INSTRUCCIÓN 1
Anota todos los lugares geográficos que aparecen nombrados en el discurso sobre Cervantes.
INSTRUCCIÓN 2
Retoma el discurso sobre Cervantes justo después de su última oración y sigue escribiéndolo.

TEXTO DADO
#####
Lo infinito y lo fugazAntonio Skármeta
Escritor

Agradezco la generosa imprudencia de haber sido invitado como «escritor» a esta mesa de notables amigos y eruditos cuyos ensayos he leído con avidez y provecho. Se me ha destinado a hablar en último lugar de esta ronda sobre mi experiencia personal con la obra de Cervantes y se me ha concedido para hacerlo diez minutos. Diez minutos habitualmente pasan volando y ruego que no sea esta la excepción.

El doble aniversario de Cervantes y Shakespeare que enmarca este Congreso de la Lengua en Puerto Rico me viene de perillas, pues estos son los dos autores que han nutrido de admiración y delicia toda mi vida.

Don Quijote y las obras completas del autor inglés son los únicos libros, entre decenas de autores que literalmente adoro, que no he dejado de lado en ningún desplazamiento a lo largo de la vida. Y créanme que a veces he tenido que salir de algún país, como el mío propio hace más de cuarenta años, liviano de equipaje. Pero entonces una enorme lucidez mitigó mi desconsuelo por la fuga: me podría arreglar en los imprevistos del exilio con un par de zapatos y una camisa, pero no sin mis dos libros amados.

En un ensayo que publiqué sumándome jubiloso a la celebración de los quinientos años del Quijote me explayé sin límites de tiempo ni espacio precisando lo que para mi vida y obra es la mayor lección cervantina. El texto se llama: «El doble juego de don Quijote: desrealización de la realidad y realización de lo irreal» (publicado en Estudios Públicos, número 100, «El Quijote», Primavera, páginas 103 a 115, Centro de Estudios Públicos, Santiago, Chile, 2005).
#####
(Registros de señalamiento de objetos etiquetados)
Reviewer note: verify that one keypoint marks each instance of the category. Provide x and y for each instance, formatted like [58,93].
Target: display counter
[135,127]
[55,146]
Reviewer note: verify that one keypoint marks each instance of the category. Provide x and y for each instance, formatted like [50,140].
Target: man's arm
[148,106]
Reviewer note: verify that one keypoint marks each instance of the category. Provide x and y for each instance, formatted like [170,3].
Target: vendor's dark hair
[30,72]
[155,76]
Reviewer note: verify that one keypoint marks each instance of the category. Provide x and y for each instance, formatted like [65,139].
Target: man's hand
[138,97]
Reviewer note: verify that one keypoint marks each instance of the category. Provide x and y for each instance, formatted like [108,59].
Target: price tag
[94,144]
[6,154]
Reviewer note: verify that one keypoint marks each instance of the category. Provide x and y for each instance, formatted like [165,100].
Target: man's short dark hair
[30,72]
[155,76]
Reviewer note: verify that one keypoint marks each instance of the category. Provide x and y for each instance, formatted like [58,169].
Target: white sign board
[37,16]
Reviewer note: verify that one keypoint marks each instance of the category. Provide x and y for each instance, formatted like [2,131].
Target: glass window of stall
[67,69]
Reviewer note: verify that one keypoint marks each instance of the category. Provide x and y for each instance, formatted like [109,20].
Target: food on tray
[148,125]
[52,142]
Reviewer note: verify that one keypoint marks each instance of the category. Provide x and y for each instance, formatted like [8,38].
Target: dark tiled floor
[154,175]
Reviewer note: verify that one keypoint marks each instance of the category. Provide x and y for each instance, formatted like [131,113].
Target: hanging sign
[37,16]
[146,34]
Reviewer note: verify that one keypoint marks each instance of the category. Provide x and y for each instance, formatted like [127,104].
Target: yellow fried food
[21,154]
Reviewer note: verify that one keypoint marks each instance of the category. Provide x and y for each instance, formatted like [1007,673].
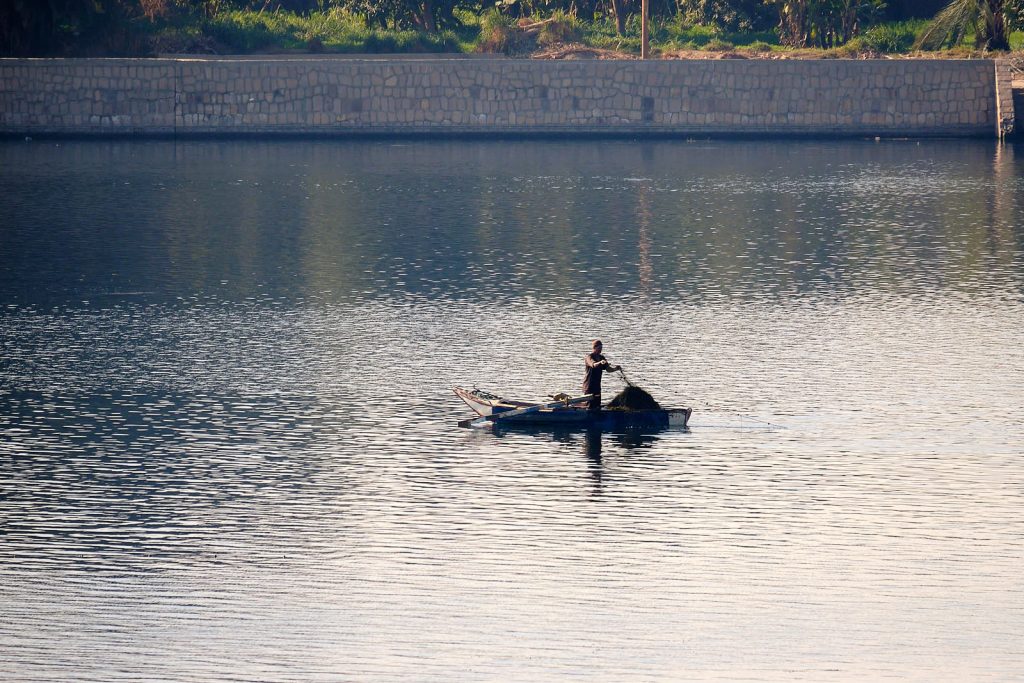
#####
RESPUESTA 1
- Puerto Rico
- Santiago
- Chile

RESPUESTA 2
El complicado título precisaba en verdad algo complejo: la enorme vitalidad de la escritura de Cervantes se derivaba de la genial interacción entre literatura y vida, entre ser y apariencia, entre gravedad y juego y resolvía con ilimitada gracia algo que me atrae irresistiblemente en el arte: las contradicciones y oposiciones entre los opuestos, pugna y síntesis que ha sido el mayor empeño de mi creación en cuentos y novelas. Don Quijote es un alborotador que al asumirse como ser fantástico despierta la fantasía y la locuacidad de casi todos con quienes se relaciona en sus caminos de ida y de vuelta. Quizás esto haya inspirado la nutricia interacción que se da en mis libros entre el poeta y el pueblo, entre la tradición literaria y la espontaneidad, que puede llegar desvergonzadamente a hacer pedalear a un ciclista desesperado al ritmo del «Cántico espiritual» de San Juan de la Cruz.

Si don Quijote es un héroe des-ensimismado que ha salido de sí para encarnarse en una fantasía de origen literario que lo transforma en protagonista de una vida deseada, logra también con su riesgoso acto algo notable: desensimismar ocasionalmente a los demás haciéndoles asumir roles que escapan de sus mínimas rutinas, proponiéndoles juegos, o la imitación de conductas de héroes y heroínas de la tradición literaria, visiones extravagantes y extraordinarias. Cervantes somete a una prueba física las fantasmagorías de los libros de caballería y al hacerlo, nos conduce a la liberadora noción de que las interpretaciones de la realidad no son la realidad y de que esto que llamamos «lo real» es una convención donde los seres viven atrapados. Y más aún, que la literatura es parte de parte de la realidad, la influye, la excita y la modifica. La estrategia de la locura es la metáfora más clara para henchir de significación la subjetividad cuestionadora. Que don Quijote esté o no loco es un asunto sobre el cual cada lector se ha formado certezas y los eruditos han elaborado sofisticados ensayos para adherir o matizar una tesis u otra. Lo que a mí como narrador me inspira y sorprende en la composición de la obra son los niveles de libertad, los juegos de personalidad variables, la enorme inestabilidad lúdica entre imaginación y acción; y estos juegos no solo se originan en el personaje central, sino a veces en la amplia gama de personajes que enfrenta, que confronta, de quienes es víctima, pero al mismo tiempo su maravilloso «re-creador».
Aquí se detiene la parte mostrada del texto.